Reproduce exactly the lines beginning with the line that contains "Point to the reflection" and ending at the final line of the material below.

AVAILABLE RECORDS -
↓

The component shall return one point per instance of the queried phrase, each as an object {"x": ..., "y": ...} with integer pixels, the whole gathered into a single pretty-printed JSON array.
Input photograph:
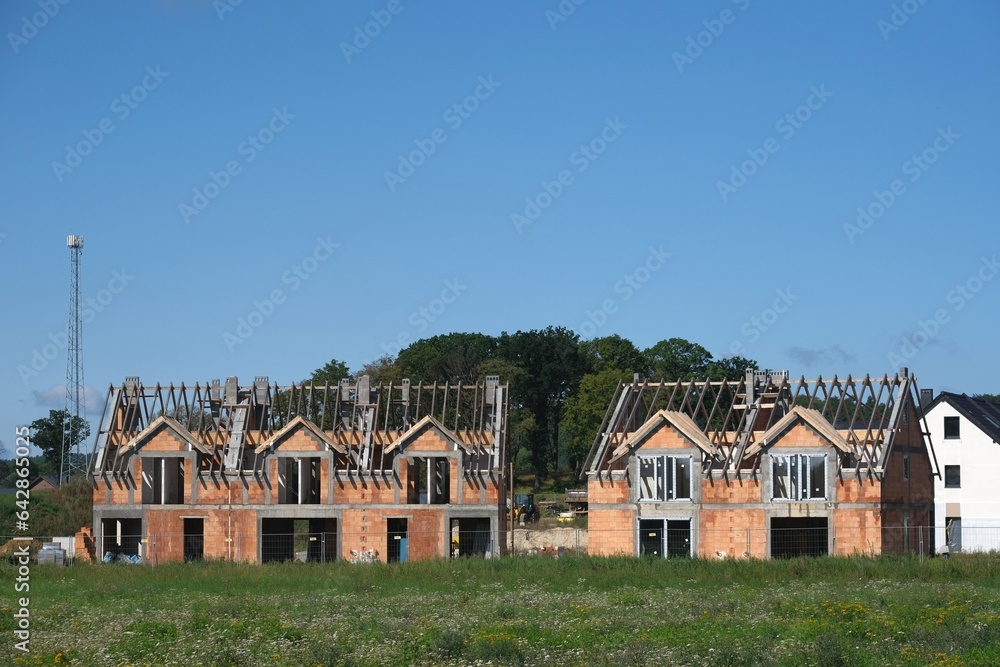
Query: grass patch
[{"x": 518, "y": 611}]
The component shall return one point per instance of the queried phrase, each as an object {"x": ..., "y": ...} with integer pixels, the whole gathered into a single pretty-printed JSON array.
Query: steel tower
[{"x": 71, "y": 461}]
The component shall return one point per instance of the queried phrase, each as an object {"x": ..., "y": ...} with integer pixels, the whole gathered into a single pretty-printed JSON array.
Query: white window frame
[
  {"x": 801, "y": 490},
  {"x": 665, "y": 478}
]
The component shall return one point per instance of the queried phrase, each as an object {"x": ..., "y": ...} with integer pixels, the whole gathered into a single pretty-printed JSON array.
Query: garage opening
[
  {"x": 121, "y": 538},
  {"x": 679, "y": 538},
  {"x": 194, "y": 539},
  {"x": 470, "y": 537},
  {"x": 799, "y": 536},
  {"x": 651, "y": 537},
  {"x": 398, "y": 547},
  {"x": 304, "y": 540},
  {"x": 665, "y": 538}
]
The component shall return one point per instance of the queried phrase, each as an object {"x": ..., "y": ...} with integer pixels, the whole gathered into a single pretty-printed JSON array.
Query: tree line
[{"x": 560, "y": 386}]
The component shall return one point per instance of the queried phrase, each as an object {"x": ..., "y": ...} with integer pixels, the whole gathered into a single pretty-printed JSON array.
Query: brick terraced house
[
  {"x": 762, "y": 467},
  {"x": 260, "y": 473}
]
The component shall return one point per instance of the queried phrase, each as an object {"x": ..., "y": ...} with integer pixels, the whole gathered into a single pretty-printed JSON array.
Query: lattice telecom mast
[{"x": 71, "y": 461}]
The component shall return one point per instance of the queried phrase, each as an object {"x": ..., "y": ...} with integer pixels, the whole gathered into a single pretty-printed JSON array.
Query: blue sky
[{"x": 648, "y": 169}]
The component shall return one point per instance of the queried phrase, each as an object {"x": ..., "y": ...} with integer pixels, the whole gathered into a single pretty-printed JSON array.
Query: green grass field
[{"x": 516, "y": 611}]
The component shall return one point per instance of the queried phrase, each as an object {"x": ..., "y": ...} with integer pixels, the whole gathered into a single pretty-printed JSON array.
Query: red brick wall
[
  {"x": 611, "y": 533},
  {"x": 857, "y": 531},
  {"x": 717, "y": 489}
]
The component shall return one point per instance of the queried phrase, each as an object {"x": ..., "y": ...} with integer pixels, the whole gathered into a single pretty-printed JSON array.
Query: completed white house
[{"x": 966, "y": 436}]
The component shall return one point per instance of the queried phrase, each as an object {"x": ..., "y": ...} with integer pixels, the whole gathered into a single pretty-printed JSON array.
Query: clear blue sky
[{"x": 116, "y": 113}]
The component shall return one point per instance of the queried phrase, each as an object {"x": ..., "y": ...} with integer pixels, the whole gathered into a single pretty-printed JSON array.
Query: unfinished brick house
[
  {"x": 263, "y": 473},
  {"x": 762, "y": 467}
]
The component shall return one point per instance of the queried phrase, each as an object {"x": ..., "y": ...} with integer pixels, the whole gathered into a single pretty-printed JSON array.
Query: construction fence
[{"x": 652, "y": 538}]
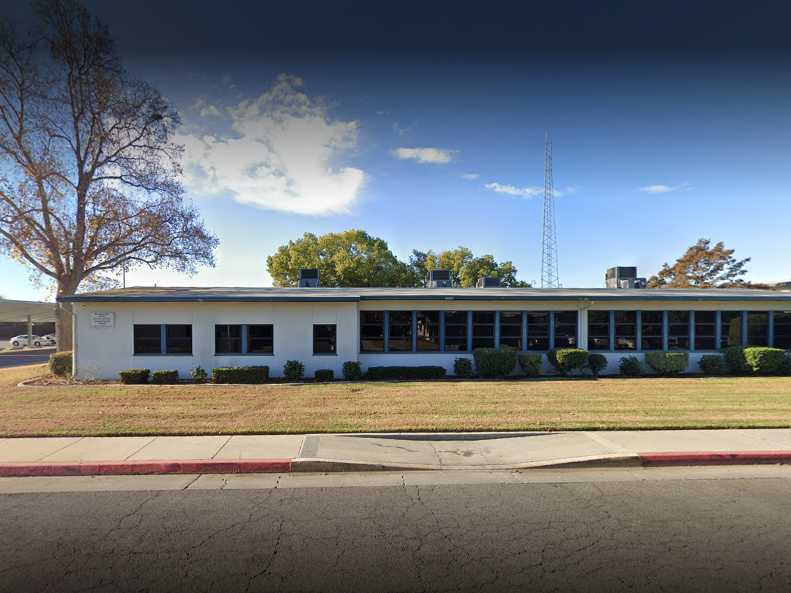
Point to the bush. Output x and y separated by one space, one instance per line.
462 367
597 363
491 363
531 363
134 376
324 375
712 364
352 371
199 375
404 373
763 360
165 377
667 363
293 370
568 360
60 364
630 366
247 375
735 361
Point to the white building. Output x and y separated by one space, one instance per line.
181 328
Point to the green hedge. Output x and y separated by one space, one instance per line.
402 373
462 367
165 377
60 363
531 363
763 360
568 360
667 363
249 374
491 363
134 376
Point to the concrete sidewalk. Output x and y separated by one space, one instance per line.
355 452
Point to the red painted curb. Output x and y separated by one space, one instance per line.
714 457
128 468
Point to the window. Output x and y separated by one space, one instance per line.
511 329
148 339
730 329
598 330
178 339
227 339
260 339
324 335
625 330
678 330
783 329
651 330
400 339
372 331
455 331
705 330
428 331
482 329
537 330
566 329
758 328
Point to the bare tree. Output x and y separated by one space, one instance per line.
89 173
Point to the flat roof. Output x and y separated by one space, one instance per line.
162 294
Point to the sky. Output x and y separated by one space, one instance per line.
425 126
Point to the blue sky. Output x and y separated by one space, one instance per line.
309 141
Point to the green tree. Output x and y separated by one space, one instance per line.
703 266
350 258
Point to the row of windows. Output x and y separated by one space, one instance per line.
228 339
619 330
392 331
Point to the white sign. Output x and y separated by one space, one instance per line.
102 319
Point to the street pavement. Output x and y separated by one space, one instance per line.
649 530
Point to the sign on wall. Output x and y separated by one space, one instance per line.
102 319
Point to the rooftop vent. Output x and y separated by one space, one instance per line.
488 282
439 279
309 278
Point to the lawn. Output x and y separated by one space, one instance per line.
548 404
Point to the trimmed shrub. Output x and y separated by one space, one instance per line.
293 370
323 375
667 363
531 363
60 363
763 360
735 361
712 364
352 371
247 375
630 366
491 363
568 360
404 373
134 376
165 377
199 375
462 367
597 363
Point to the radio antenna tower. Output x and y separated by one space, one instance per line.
549 241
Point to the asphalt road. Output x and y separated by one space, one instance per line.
602 533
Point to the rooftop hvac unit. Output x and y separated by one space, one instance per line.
309 278
439 279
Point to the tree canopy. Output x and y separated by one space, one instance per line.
703 266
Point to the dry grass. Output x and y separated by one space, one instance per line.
411 406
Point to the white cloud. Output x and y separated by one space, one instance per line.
660 188
431 156
281 153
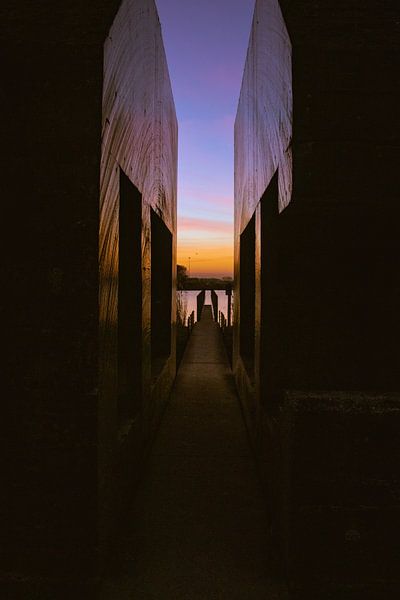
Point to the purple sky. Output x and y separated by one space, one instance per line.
206 43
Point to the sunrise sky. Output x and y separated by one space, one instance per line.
206 43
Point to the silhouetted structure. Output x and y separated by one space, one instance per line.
89 179
317 286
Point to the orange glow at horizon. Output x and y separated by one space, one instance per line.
209 244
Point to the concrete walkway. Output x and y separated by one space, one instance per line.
198 528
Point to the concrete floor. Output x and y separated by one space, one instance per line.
198 527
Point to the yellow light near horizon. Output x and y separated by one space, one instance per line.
209 244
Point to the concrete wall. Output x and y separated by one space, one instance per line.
326 284
59 192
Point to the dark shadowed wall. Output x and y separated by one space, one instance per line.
88 104
327 284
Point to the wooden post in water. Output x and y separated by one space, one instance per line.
214 301
200 303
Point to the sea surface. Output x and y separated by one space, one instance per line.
187 300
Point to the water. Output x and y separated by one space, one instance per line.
187 302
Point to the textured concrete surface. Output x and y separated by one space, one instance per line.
198 527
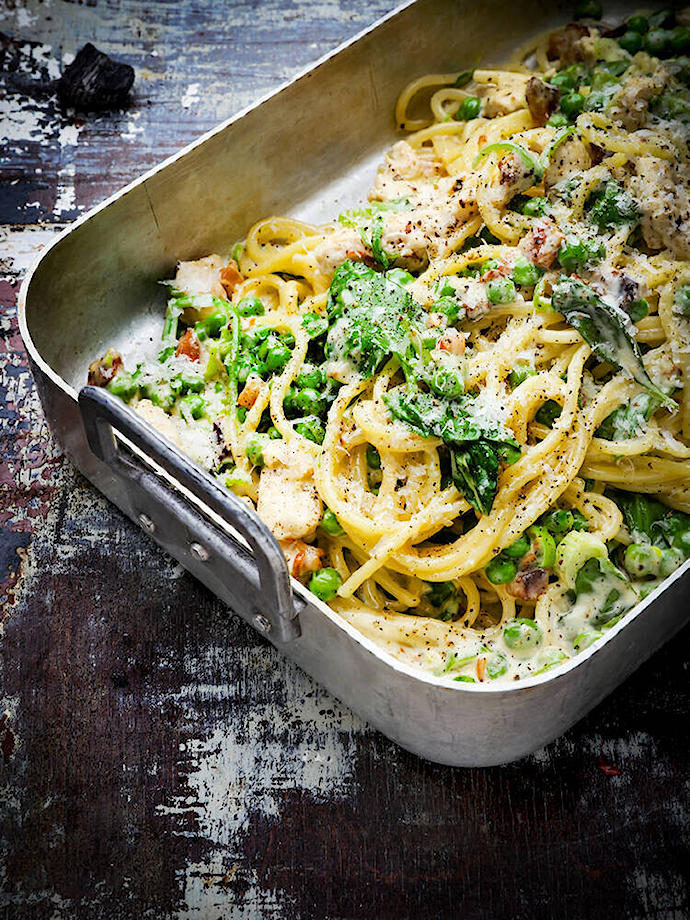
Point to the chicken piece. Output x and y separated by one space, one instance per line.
250 391
568 158
661 188
231 276
302 558
339 246
452 342
288 501
542 99
529 584
202 276
514 176
102 371
542 243
502 100
567 44
189 346
630 105
472 294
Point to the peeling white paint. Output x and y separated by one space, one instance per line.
190 96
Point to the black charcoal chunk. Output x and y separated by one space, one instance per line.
95 81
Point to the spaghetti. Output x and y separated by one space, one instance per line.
463 408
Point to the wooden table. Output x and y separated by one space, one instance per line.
157 757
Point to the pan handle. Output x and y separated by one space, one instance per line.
258 588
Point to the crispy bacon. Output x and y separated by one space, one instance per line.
251 390
543 241
189 346
529 585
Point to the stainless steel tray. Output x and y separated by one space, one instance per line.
309 150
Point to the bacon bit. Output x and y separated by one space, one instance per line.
607 769
102 371
452 341
251 391
231 276
302 558
189 346
543 242
529 585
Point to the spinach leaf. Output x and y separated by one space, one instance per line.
614 207
368 222
476 442
372 318
606 329
628 421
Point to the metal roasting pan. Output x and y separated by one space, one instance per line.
309 150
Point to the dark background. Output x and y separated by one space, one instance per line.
157 757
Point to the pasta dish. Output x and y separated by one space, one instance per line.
463 408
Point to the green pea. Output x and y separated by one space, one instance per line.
277 356
194 404
520 373
557 120
572 104
638 24
662 19
501 290
585 639
548 413
638 309
588 9
501 570
255 453
558 522
373 458
671 559
658 42
470 108
496 665
312 429
330 524
544 546
563 81
525 272
631 42
642 559
308 400
325 583
214 323
310 376
289 400
523 636
518 549
250 306
681 300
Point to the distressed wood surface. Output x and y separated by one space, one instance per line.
158 759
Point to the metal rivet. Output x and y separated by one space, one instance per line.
147 523
262 623
199 552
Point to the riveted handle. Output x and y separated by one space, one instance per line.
258 584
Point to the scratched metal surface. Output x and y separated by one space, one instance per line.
157 758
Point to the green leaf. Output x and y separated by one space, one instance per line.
606 329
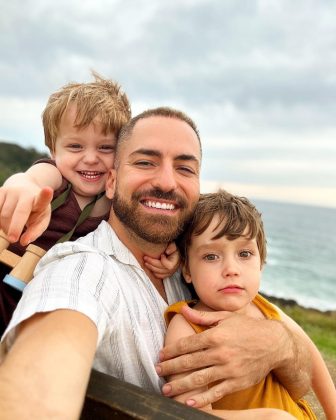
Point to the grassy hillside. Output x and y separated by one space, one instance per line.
14 158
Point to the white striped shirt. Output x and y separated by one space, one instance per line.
99 277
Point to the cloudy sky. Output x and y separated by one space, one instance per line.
258 77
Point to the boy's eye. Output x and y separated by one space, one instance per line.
210 257
107 148
245 254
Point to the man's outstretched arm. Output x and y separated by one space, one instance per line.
238 352
45 373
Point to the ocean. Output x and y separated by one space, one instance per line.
301 261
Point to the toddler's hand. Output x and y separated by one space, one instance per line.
22 206
167 264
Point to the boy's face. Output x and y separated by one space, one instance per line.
84 156
225 274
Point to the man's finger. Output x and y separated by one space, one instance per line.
197 379
171 248
16 221
214 393
203 317
43 199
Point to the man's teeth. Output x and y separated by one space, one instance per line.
90 175
158 205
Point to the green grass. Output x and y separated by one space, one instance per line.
320 326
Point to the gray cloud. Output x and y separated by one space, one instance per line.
259 73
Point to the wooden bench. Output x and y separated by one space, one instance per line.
109 398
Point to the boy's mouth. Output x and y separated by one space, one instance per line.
90 175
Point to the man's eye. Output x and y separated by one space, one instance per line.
143 163
210 257
186 170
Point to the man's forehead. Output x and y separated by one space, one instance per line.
164 132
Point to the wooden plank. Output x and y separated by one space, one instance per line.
108 397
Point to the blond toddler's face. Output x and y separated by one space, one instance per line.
225 274
84 156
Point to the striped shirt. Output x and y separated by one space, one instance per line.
99 277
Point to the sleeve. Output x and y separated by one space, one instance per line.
66 278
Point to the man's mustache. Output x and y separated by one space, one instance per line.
163 195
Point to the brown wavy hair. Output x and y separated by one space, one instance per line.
237 217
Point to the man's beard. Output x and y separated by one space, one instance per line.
157 229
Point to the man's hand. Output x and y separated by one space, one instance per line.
239 351
27 205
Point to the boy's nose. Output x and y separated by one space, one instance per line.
230 268
90 156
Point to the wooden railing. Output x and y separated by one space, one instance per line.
108 398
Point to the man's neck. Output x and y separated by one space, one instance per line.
138 246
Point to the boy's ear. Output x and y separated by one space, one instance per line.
186 273
110 184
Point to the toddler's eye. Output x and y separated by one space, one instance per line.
245 254
107 148
210 257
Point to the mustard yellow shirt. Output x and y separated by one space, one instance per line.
269 393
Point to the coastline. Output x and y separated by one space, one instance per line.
282 302
321 327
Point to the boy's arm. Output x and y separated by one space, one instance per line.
322 382
45 373
238 352
25 201
178 327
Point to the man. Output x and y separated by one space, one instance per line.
93 302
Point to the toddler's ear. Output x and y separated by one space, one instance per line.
110 184
186 273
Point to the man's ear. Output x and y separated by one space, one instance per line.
186 273
110 184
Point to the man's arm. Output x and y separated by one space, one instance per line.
239 352
25 200
45 373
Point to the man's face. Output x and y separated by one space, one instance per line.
157 179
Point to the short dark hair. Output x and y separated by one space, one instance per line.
126 131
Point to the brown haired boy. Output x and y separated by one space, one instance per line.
223 251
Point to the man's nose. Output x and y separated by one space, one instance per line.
165 178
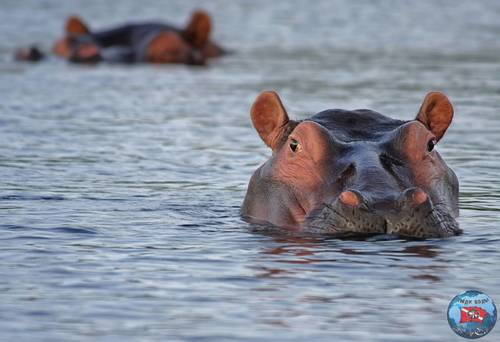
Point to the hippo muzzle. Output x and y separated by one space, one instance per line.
354 172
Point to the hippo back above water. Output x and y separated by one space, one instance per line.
354 172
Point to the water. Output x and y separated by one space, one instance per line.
120 186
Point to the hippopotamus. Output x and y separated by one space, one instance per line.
150 42
354 172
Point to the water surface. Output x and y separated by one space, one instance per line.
120 186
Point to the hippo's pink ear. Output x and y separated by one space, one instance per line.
436 113
197 31
269 118
75 26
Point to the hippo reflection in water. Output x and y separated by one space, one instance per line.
354 172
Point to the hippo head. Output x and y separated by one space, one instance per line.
354 172
170 47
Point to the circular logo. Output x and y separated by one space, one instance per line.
472 314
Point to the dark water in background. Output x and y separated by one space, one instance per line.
120 186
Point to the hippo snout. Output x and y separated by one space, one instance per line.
411 214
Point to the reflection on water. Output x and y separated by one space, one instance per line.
120 186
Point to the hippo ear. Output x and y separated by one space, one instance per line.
269 118
198 29
75 26
436 113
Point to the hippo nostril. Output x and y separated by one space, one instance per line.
419 196
349 198
414 196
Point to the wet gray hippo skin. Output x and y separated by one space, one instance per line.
354 172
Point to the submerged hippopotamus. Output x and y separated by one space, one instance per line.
150 42
354 172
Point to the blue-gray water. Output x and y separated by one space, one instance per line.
120 186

↑

TASK RESPONSE -
Point to the reflection on water. Output x and y separated by one space, one instance per line.
120 186
Point to the hippo ear. Output x and y separated by one space, one instance per line.
269 118
198 29
75 26
436 113
Point to the hippo nostril. Output x and y separated by one space, one instance per line.
419 196
349 198
414 196
Point to the wet gray hippo skin. Output x and y separated by one space, one instance per line.
354 172
Point to the submerged hippopotamus. Output x and y separated by one space, one instance per line.
150 42
354 172
Point to the blue-gray water. Output x and y separated by one space, one instance per line.
120 186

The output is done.